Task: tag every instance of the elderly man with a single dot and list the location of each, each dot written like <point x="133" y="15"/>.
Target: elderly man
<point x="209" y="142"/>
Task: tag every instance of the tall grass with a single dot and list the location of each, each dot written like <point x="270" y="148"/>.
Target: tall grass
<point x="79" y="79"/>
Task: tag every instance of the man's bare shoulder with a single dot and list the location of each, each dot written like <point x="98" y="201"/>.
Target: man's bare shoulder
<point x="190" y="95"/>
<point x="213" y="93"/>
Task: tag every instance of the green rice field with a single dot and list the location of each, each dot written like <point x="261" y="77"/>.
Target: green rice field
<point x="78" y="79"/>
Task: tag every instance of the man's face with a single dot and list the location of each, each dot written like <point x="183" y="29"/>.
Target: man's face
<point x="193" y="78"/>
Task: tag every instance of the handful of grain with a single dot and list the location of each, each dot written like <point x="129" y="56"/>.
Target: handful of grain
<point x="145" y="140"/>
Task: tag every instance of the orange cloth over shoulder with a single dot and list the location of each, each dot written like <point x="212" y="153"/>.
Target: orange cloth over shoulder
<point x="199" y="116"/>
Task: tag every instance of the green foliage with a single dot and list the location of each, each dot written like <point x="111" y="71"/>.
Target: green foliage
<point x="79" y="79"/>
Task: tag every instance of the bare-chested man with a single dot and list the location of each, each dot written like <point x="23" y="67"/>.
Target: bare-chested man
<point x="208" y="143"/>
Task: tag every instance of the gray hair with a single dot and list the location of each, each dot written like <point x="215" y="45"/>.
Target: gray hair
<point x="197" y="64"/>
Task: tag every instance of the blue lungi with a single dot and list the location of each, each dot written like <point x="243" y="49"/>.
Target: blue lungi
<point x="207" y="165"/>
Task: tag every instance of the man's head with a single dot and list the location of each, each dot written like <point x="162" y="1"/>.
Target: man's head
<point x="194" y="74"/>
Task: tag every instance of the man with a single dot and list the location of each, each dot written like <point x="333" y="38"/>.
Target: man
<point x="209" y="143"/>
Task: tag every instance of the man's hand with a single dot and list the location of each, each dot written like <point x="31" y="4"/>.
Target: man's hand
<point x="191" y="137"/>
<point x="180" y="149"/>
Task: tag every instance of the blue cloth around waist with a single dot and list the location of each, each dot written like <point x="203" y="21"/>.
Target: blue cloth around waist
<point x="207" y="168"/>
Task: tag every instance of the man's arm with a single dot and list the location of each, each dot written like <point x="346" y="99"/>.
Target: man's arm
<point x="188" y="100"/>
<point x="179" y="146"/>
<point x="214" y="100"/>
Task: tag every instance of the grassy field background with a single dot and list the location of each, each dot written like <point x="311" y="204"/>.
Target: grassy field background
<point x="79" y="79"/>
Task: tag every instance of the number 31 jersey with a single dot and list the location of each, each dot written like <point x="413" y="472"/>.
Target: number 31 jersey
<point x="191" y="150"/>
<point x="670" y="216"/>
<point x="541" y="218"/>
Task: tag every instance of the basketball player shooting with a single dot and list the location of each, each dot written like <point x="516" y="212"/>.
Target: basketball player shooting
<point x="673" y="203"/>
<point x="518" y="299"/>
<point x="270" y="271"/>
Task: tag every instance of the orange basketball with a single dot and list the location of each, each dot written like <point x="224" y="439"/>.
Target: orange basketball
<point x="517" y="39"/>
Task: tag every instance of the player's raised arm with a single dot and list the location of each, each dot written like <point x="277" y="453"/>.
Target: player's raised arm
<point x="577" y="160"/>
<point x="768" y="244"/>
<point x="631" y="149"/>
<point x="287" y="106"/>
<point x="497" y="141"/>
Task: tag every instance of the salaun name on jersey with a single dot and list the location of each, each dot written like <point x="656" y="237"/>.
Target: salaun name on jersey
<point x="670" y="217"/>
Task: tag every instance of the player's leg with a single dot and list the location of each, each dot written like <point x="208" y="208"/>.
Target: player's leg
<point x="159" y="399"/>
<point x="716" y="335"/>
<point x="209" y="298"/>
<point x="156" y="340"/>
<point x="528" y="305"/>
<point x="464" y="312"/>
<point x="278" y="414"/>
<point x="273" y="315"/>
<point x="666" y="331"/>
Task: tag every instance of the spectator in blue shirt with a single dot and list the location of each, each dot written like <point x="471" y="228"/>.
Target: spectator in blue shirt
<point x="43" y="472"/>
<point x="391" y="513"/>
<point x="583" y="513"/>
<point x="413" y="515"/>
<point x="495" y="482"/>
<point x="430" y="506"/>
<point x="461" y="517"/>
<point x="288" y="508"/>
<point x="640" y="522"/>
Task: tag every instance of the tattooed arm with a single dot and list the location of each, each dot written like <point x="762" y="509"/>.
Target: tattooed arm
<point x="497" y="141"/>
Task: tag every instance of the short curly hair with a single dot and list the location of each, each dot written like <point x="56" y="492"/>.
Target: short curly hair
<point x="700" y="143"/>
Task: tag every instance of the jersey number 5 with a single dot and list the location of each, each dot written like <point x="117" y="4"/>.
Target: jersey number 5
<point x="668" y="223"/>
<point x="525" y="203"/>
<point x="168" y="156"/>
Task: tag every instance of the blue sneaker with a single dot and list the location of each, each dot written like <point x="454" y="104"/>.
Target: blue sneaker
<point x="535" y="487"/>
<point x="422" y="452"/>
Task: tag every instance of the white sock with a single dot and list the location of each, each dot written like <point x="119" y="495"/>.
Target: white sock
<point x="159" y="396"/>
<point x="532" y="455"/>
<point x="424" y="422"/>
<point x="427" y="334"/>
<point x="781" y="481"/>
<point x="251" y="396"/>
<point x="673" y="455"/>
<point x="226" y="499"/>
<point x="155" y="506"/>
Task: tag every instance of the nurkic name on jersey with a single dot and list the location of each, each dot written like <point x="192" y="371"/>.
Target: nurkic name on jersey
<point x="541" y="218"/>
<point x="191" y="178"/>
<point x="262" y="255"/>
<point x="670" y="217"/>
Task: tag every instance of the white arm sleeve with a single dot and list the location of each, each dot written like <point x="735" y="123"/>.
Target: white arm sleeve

**The task**
Copy all of the records above word for word, with no changes.

**Solution to this exercise**
Task: tag every instance of the elderly man with a single dot and list the location of each, each dot written like <point x="133" y="15"/>.
Target: elderly man
<point x="209" y="142"/>
Task: tag every instance of the tall grass with a single dot and list the location of each, each dot written like <point x="270" y="148"/>.
Target: tall grass
<point x="79" y="79"/>
Task: tag every instance of the man's bare shoulder with a single dot and list the location of each, each dot written like <point x="98" y="201"/>.
Target: man's bare shoulder
<point x="190" y="95"/>
<point x="213" y="93"/>
Task: tag every instance of the green rice field with a single dot and list the location of each, each dot written like <point x="261" y="77"/>.
Target: green rice field
<point x="78" y="79"/>
Task: tag every instance of the man's face with a single dot and list the location of each, each dot written like <point x="183" y="29"/>.
Target: man's face
<point x="193" y="78"/>
Task: tag every instance of the handful of grain with a single dot and list the location of each, each dot written like <point x="129" y="56"/>.
Target: handful of grain
<point x="145" y="140"/>
Task: tag every instance of the orange cloth over shoulder with a single dot and list the location of each, each dot written like <point x="212" y="153"/>.
Target: orange cloth over shoulder
<point x="199" y="116"/>
Task: tag every instance of the green foliage with a single dot and list the location of each, each dot written like <point x="111" y="71"/>.
Target: green foliage
<point x="79" y="79"/>
Task: tag every instance of the bare-chested man with a single dot and list the location of each, each dot written like <point x="23" y="67"/>.
Target: bare-chested man
<point x="208" y="143"/>
Task: tag every instance of the gray hair with a single dot and list the location of each, each dot written like <point x="215" y="45"/>.
Target: gray hair
<point x="197" y="64"/>
Task: tag every instance of the blue lungi with a single dot and list the location of each, each dot written like <point x="243" y="49"/>.
Target: blue lungi
<point x="207" y="165"/>
Task: tag every instance of the man's head with a single dot and list the location of each, each dot written like <point x="162" y="1"/>.
Target: man's head
<point x="194" y="74"/>
Task: tag every instance of the man with a single dot and list the location of each, each dot written like <point x="333" y="38"/>.
Target: man
<point x="209" y="143"/>
Task: tag every instance of the man's hand with a single dot and list the location of each, each dot written like <point x="31" y="4"/>.
Target: man's hand
<point x="191" y="137"/>
<point x="180" y="149"/>
Task: tag every instance of the blue cloth around waist with a single dot and list the location of each, each dot written like <point x="203" y="21"/>.
Target: blue cloth around waist
<point x="207" y="168"/>
Task: tag every instance of the man's arm with a single dot and list the location of each, each dot written like <point x="346" y="99"/>.
Target: man's arm
<point x="188" y="100"/>
<point x="179" y="146"/>
<point x="214" y="100"/>
Task: tag every instance of the grassy field background with a single dot and list the location of each, each dot written like <point x="311" y="204"/>.
Target: grassy field background
<point x="79" y="79"/>
Task: tag every instance of the number 31 jersey with a single dot and list the location of each, each dot written like <point x="413" y="472"/>.
Target: number 31 jersey
<point x="191" y="150"/>
<point x="670" y="216"/>
<point x="541" y="218"/>
Task: tag every instance of the basketball player shooting with a single dot and list the location of each, each dot written like <point x="516" y="212"/>.
Target: basketball player shooting
<point x="673" y="203"/>
<point x="518" y="299"/>
<point x="270" y="271"/>
Task: tag every instance of the orange basketball with a single dot and list the location of each, each dot written like <point x="224" y="439"/>.
Target: orange basketball
<point x="517" y="39"/>
Task: tag every instance of the player's raised arm with a single dot and list the location of each, each dot written like <point x="277" y="453"/>.
Target: player's raised arm
<point x="577" y="160"/>
<point x="768" y="244"/>
<point x="631" y="149"/>
<point x="287" y="106"/>
<point x="497" y="141"/>
Task: tag every instance of the salaun name on jersey with a single dot and list the location of each, each dot written like <point x="656" y="237"/>.
Target: salaun name on jersey
<point x="670" y="217"/>
Task: tag every instance of the player's leg with a single dot and list the location of each, each dot written like <point x="208" y="208"/>.
Target: player's leg
<point x="159" y="399"/>
<point x="716" y="335"/>
<point x="209" y="298"/>
<point x="156" y="340"/>
<point x="528" y="305"/>
<point x="464" y="312"/>
<point x="278" y="414"/>
<point x="273" y="315"/>
<point x="666" y="331"/>
Task: tag every instance of the spectator in blue shirt with a single dot and list the location of each, each dot written like <point x="471" y="228"/>.
Target: spectator in blue shirt
<point x="43" y="472"/>
<point x="391" y="513"/>
<point x="583" y="513"/>
<point x="413" y="515"/>
<point x="495" y="482"/>
<point x="430" y="506"/>
<point x="461" y="517"/>
<point x="288" y="508"/>
<point x="640" y="522"/>
Task: tag every instance of the tattooed arm with a single dot and list the location of each, each dot written like <point x="762" y="509"/>.
Target: tattooed arm
<point x="497" y="141"/>
Task: tag every instance of the short curly hair with a single dot and list the location of each, each dot written like <point x="56" y="492"/>.
Target: short curly hair
<point x="700" y="143"/>
Task: tag every instance of the jersey number 5 with a single dot and list the location of each, each dot written like <point x="117" y="4"/>.
Target: jersey number 5
<point x="668" y="223"/>
<point x="525" y="203"/>
<point x="168" y="156"/>
Task: tag every instance of the blue sneaker with a single dot and list the location of each, each dot written like <point x="454" y="104"/>.
Target: blue sneaker
<point x="535" y="487"/>
<point x="422" y="452"/>
Task: tag every instance of the white sock with a single dot and list the location of each, each dot written like <point x="119" y="495"/>.
Target: white sock
<point x="159" y="396"/>
<point x="532" y="455"/>
<point x="424" y="422"/>
<point x="427" y="334"/>
<point x="781" y="481"/>
<point x="251" y="396"/>
<point x="673" y="455"/>
<point x="226" y="499"/>
<point x="155" y="506"/>
Task: tag every instance of the nurkic name on jersey with a single dot and list the location of each, each dot written like <point x="192" y="371"/>.
Target: nurkic name on jersey
<point x="541" y="218"/>
<point x="191" y="178"/>
<point x="262" y="255"/>
<point x="670" y="217"/>
Task: tag every instance of the white arm sleeve with a single dot and list the location of each, each dot written like <point x="735" y="123"/>.
Target: white arm sleeve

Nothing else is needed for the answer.